[Point-based annotation data]
◇ ◇ ◇ ◇

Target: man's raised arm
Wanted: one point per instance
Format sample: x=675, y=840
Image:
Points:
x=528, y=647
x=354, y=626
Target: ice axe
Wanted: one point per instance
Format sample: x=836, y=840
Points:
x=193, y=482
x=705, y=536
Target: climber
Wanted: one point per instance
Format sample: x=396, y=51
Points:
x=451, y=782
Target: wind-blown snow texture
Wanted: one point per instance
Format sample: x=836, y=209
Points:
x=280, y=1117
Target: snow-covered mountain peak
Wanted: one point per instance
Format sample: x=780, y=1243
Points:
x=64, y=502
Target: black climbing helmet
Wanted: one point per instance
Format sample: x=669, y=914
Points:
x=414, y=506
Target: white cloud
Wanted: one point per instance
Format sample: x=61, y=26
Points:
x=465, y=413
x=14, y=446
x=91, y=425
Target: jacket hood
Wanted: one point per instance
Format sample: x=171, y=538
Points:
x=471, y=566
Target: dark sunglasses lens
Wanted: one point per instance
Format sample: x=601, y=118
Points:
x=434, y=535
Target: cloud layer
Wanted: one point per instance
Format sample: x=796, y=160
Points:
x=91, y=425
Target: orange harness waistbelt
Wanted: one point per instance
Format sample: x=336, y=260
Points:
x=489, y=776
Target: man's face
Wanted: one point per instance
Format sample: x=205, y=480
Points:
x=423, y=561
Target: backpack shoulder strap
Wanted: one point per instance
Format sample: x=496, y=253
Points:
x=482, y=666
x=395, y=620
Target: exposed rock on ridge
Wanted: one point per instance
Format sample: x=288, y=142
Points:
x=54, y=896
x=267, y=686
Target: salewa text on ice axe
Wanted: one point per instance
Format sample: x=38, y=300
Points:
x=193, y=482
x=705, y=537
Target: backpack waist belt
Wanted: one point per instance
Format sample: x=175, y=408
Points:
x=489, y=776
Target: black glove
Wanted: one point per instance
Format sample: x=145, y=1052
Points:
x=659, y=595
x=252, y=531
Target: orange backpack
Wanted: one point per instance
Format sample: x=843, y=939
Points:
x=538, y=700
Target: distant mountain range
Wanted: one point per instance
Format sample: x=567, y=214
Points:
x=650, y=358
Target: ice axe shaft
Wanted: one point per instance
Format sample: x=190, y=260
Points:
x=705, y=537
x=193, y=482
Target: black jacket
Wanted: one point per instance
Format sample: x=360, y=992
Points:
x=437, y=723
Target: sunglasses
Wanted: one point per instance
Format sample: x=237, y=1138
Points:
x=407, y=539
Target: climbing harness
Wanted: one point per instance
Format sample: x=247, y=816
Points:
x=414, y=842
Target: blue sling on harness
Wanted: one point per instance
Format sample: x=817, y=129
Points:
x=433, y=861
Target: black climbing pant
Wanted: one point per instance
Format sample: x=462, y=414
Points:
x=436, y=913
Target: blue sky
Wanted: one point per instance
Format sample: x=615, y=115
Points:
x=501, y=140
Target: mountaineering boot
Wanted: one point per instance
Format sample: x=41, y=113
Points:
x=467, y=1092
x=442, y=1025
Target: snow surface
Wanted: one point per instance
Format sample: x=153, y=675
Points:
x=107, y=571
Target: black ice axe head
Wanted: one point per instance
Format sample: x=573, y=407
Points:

◇ ◇ ◇ ◇

Copy every line of the records above, character for character, from the first line to the last.

Target: man's raised arm
Wanted: one point per instance
Format sample: x=675, y=840
Image:
Points:
x=528, y=647
x=354, y=626
Target: ice axe
Wanted: one point per instance
Format sample: x=836, y=840
Points:
x=193, y=482
x=705, y=536
Target: climber
Wanted: one point per instance
Format sample: x=396, y=51
Points:
x=451, y=782
Target: wind-blown snow texture
Wanted: one point per instance
Format sample: x=836, y=209
Points:
x=280, y=1117
Target: snow-covered mountain peak
Wanted: one point per instance
Format sample: x=780, y=1243
Points:
x=64, y=502
Target: black climbing helmet
Wanted: one point per instance
Format sample: x=669, y=914
Points:
x=414, y=506
Target: white cloud
Wanted: one point per instance
Format sample: x=61, y=26
Points:
x=465, y=413
x=14, y=446
x=91, y=425
Target: jacket hood
Wanted: one point per instance
Format sample: x=171, y=538
Points:
x=471, y=566
Target: dark sunglasses lens
Wanted: one point per instance
Format sample: x=601, y=118
Points:
x=434, y=535
Target: cloud layer
Wanted: one point per instance
Format sample: x=796, y=160
Points:
x=91, y=425
Target: orange harness waistbelt
Wanted: one point per instance
Format sample: x=336, y=260
Points:
x=489, y=776
Target: man's face
Wanted: one point per instance
Format sample: x=205, y=480
Points:
x=423, y=561
Target: backpack shoulder strap
Wanted: one point per instance
Format sample: x=496, y=253
Points:
x=482, y=666
x=395, y=620
Target: exposed rock on ridge
Wanted: one point per instance
Format sample: x=288, y=142
Points:
x=54, y=896
x=267, y=686
Target: salewa text on ice axe
Wanted: one point per instance
Format sample: x=38, y=300
Points:
x=193, y=482
x=705, y=537
Target: backpack waist belt
Wanted: one point per instance
Format sample: x=175, y=408
Points:
x=489, y=776
Target: black glove
Wanted: one point per instance
Format sample: x=145, y=1052
Points:
x=659, y=595
x=252, y=531
Target: orange backpack
Wanted: one point per instance
Format sample: x=843, y=939
Points:
x=538, y=700
Target: distant mountain range
Wanted: one point per instance
Format sample: x=567, y=214
Points:
x=650, y=358
Target: ice axe shaft
Wanted: one point per instance
Format sample: x=190, y=260
Points:
x=705, y=537
x=193, y=482
Target: black jacket
Wanted: one point per instance
Format sample: x=360, y=992
Points:
x=437, y=723
Target: sunglasses
Wanted: one point per instance
Format sample: x=237, y=1138
Points:
x=407, y=539
Target: climbing harness
Wanted: one point per instance
Format sample: x=247, y=816
Points:
x=414, y=842
Target: blue sling on harness
Wanted: one point per instance
Format sample: x=817, y=129
Points:
x=433, y=861
Target: black climbing pant
Wanted: one point per instance
Format sample: x=462, y=414
Points:
x=436, y=913
Target: blue sky
Wanted: one point per instance
Format sample: x=615, y=115
Points:
x=501, y=140
Target: mountaineering boot
Wanted: one point per instance
Format sample: x=41, y=113
Points:
x=467, y=1092
x=442, y=1025
Target: snow surface
Wanted: one point per instance
Format sample: x=153, y=675
Points:
x=107, y=571
Target: black ice axe head
Wanted: one point per instance
Format sample: x=573, y=407
Points:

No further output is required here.